▶ Written instruction 1:
List each distinct commit hash that appears in the issue thread below.

▶ Text segment:

════════════════════

I asked Lukasz (Python 3.9 release manager) in private and he is ok to merge this PR. He plans to wait until Refleak buildbots turn green again before tagging Python 3.9.0alpha6.


Serhiy:
> I do not think it is right. Please wait, I'll submit an alternate solution.

Serhiy: I merged Pablo's PR to unblock Refleak buildbots, but I'm still curious to see what you have to propose. We can still change the code before 3.9.0beta1.

Don't hesitate to propose your PR! (your PR will have to revert commit 0169d3003be3d072751dd14a5c84748ab63a249f).

--

Pablo: would you mind to write a NEWS entry (in the C API category) for your change? IMHO the commit title is good enough to be reused as the NEWS entry. I added "skip news" label just to unblock buildbots.
msg367416 - (view) Author: STINNER Victor (vstinner) * (Python committer) Date: 2020-04-27 13:01
FYI I closed bpo-40149: the commit 0169d3003be3d072751dd14a5c84748ab63a249f fixed test_threading leak.

--

For master, it would be nice to have a NEWS entry, and maybe also a What's New in Python 3.9 entry, maybe in the "Changes in the C API" section.

--

Now, what about Python 3.8? The commit 364f0b0f19cc3f0d5e63f571ec9163cf41c62958 is part of Python 3.8.0. Is it ok to backport the commit 0169d3003be3d072751dd14a5c84748ab63a249f into Python 3.8.3?
msg367424 - (view) Author: Ɓukasz Langa (lukasz.langa) * (Python committer) Date: 2020-04-27 14:02
Please backport to 3.8, then it will become part of 3.8.3rc1 which I'll be releasing tomorrow.
msg367425 - (view) Author: Pablo Galindo Salgado (pablogsal) * (Python committer) Date: 2020-04-27 14:24
New changeset 91a5ae18351027867e99c96db5ea235d9c42e47a by Pablo Galindo in branch 'master':
bpo-40217: Clean code in PyType_FromSpec_Alloc and add NEWS entry (GH-19733)
https://github.com/python/cpython/commit/91a5ae18351027867e99c96db5ea235d9c42e47a
msg367681 - (view) Author: STINNER Victor (vstinner) * (Python committer) Date: 2020-04-29 17:26
> Please backport to 3.8, then it will become part of 3.8.3rc1 which I'll be releasing tomorrow.

I propose to *not* fix this bug in Python 3.8:

* Python 3.8 stdlib doesn't seem to be impacted by this bug
* The number of third party C extension modules impated by this bug is very low or even zero
* The bug severity is minor *in practice*
* A backport can cause a C extension to crash
* The implementation may still change before Python 3.9.0 final release

--

The worst thing which can happen with this bug is that a C extension module creates many types and these types are never deleted. Well, it's annoying, but it's unlikely to happen. Usually, types are created exactly once in C extensions.

════════════════════

▶ Records shown:
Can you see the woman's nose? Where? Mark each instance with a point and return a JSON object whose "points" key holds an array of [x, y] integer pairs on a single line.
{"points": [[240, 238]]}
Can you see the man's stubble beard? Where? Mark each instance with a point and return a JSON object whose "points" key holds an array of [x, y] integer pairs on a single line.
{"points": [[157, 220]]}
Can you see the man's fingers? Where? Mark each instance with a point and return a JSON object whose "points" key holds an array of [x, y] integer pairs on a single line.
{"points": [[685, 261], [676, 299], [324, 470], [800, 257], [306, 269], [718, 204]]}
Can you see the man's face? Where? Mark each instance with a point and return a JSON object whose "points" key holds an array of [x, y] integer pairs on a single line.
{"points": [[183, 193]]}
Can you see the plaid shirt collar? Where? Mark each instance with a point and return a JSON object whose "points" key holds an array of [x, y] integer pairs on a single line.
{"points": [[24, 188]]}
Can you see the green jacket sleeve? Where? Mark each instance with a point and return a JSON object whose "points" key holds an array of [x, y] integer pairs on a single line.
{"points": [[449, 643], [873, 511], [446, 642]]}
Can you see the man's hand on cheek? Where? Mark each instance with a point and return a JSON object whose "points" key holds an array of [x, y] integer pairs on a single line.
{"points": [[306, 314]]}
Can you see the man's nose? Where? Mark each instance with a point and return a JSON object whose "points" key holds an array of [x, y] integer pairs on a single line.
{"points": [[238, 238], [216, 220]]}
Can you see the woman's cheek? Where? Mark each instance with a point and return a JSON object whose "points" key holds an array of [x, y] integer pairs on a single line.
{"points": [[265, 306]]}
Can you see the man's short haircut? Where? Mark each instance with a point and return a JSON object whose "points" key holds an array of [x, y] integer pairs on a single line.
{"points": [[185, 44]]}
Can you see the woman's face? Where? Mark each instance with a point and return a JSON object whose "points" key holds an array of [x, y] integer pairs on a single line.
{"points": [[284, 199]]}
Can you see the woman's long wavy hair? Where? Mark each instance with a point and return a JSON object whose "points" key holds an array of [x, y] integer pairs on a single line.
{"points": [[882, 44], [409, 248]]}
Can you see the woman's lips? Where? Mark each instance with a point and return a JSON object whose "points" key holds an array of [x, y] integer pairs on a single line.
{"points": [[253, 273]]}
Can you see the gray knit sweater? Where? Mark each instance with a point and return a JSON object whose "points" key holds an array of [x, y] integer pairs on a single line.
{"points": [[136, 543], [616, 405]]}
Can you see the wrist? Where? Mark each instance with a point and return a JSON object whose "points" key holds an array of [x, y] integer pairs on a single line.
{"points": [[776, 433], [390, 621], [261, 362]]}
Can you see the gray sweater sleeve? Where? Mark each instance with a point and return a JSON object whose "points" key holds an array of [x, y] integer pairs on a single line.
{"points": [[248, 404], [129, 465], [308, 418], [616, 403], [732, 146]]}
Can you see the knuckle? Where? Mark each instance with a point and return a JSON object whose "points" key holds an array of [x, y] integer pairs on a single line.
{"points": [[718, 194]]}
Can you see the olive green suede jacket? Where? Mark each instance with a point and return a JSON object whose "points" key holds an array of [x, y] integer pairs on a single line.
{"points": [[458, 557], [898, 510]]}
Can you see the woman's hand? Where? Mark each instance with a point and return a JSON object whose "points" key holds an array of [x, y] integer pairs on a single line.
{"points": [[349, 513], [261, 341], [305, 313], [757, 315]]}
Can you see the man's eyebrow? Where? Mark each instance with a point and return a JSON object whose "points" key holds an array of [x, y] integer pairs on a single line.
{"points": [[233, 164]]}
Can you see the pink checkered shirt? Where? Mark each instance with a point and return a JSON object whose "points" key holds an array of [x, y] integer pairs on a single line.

════════════════════

▶ Written instruction 2:
Find each line in the entries above that contains the word "nose" and copy it. Case counts.

▶ Result 1:
- 0169d3003be3d072751dd14a5c84748ab63a249f
- 364f0b0f19cc3f0d5e63f571ec9163cf41c62958
- 91a5ae18351027867e99c96db5ea235d9c42e47a

▶ Result 2:
Can you see the woman's nose? Where? Mark each instance with a point and return a JSON object whose "points" key holds an array of [x, y] integer pairs on a single line.
Can you see the man's nose? Where? Mark each instance with a point and return a JSON object whose "points" key holds an array of [x, y] integer pairs on a single line.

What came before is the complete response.